Prompt :: Every line from the beginning of the records below up to the one holding "Indicate the white building" should be quoted exactly; leave out the rest.

Data ::
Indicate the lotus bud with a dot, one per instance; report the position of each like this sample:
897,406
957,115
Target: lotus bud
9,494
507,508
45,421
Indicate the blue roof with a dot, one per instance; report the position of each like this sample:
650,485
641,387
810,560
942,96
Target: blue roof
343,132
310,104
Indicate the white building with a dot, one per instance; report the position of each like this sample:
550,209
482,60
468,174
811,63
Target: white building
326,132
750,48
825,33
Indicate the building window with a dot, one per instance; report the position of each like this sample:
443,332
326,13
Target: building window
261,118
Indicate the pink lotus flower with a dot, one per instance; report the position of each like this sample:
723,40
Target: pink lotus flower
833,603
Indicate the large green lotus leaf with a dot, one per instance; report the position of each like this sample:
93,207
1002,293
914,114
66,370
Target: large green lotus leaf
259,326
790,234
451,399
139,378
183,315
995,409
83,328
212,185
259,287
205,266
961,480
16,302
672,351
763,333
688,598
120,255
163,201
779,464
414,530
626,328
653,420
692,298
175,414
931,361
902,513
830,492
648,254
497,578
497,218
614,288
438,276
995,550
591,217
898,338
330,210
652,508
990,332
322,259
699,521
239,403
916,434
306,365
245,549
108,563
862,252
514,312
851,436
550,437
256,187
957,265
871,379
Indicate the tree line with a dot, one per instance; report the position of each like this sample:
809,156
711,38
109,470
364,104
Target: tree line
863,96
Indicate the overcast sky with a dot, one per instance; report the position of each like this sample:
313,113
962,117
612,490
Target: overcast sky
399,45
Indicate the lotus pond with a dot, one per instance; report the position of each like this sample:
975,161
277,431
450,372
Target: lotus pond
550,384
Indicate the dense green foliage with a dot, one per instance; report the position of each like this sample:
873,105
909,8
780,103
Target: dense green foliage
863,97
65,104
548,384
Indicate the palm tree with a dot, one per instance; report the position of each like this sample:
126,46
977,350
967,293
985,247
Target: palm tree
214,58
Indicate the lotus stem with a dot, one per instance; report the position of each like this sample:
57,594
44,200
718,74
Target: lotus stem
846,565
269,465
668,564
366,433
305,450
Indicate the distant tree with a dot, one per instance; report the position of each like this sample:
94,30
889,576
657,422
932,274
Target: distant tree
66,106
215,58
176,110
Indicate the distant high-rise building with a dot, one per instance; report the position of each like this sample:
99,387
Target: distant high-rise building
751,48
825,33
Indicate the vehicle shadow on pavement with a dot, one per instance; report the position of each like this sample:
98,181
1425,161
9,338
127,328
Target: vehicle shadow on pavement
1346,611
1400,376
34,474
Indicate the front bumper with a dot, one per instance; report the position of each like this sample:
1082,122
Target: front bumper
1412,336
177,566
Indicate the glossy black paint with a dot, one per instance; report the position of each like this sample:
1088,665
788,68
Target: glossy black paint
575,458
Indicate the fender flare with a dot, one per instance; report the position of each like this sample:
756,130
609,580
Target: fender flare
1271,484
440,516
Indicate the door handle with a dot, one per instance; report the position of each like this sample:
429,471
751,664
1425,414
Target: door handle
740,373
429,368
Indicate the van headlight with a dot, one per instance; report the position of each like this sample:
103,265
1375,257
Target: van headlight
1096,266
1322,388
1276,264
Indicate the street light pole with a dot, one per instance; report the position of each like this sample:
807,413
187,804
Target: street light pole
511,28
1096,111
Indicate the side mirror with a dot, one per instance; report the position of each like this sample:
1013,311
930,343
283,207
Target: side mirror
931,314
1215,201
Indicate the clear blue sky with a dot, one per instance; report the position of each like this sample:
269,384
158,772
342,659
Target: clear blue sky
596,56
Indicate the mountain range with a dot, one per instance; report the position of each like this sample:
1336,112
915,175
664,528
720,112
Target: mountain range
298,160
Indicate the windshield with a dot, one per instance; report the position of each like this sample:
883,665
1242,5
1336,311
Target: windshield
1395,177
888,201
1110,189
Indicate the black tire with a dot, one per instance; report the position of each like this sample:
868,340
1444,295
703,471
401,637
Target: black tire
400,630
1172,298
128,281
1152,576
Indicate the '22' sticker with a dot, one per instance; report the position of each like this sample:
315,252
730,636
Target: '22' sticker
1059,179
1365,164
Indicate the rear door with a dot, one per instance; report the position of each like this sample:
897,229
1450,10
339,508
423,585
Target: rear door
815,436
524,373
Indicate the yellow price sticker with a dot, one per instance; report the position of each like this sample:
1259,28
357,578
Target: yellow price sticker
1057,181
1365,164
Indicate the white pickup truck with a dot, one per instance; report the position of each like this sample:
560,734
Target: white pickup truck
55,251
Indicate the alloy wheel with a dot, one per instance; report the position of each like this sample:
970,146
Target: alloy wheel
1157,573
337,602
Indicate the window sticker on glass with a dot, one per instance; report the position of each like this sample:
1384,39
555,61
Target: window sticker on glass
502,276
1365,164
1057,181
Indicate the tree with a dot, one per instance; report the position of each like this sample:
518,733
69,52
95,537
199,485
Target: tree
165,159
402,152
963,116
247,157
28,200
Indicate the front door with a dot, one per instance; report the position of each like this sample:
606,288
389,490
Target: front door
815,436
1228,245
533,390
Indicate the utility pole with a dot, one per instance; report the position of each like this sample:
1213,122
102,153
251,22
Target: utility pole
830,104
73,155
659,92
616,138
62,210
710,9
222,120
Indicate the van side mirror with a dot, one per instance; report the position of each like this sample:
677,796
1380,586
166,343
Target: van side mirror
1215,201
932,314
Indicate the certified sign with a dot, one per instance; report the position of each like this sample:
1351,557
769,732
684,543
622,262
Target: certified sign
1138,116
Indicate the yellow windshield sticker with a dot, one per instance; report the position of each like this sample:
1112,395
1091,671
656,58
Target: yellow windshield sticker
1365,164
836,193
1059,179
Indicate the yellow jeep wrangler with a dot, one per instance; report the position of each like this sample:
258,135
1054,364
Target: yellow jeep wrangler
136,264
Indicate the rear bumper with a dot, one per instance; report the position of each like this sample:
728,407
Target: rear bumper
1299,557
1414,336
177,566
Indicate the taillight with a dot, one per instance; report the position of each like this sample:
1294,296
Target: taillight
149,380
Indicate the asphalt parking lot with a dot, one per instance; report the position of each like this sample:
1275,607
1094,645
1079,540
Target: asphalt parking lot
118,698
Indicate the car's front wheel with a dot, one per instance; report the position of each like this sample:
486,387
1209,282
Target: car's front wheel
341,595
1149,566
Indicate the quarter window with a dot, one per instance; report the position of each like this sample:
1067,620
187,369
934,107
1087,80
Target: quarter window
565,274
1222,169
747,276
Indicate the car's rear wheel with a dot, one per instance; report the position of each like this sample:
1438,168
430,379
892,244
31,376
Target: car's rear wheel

Response ::
Indicate the lotus bud with a dot, one per instance; report the position of each like this sample:
897,406
957,115
Target: lotus bud
9,494
507,508
45,421
Indicate the blue roof with a dot, one per instance; report the position of each like this sample:
650,485
641,387
810,560
942,96
Target: blue roof
343,132
310,104
Indicate the white building with a dot, one per instance; report the position of each like this sample:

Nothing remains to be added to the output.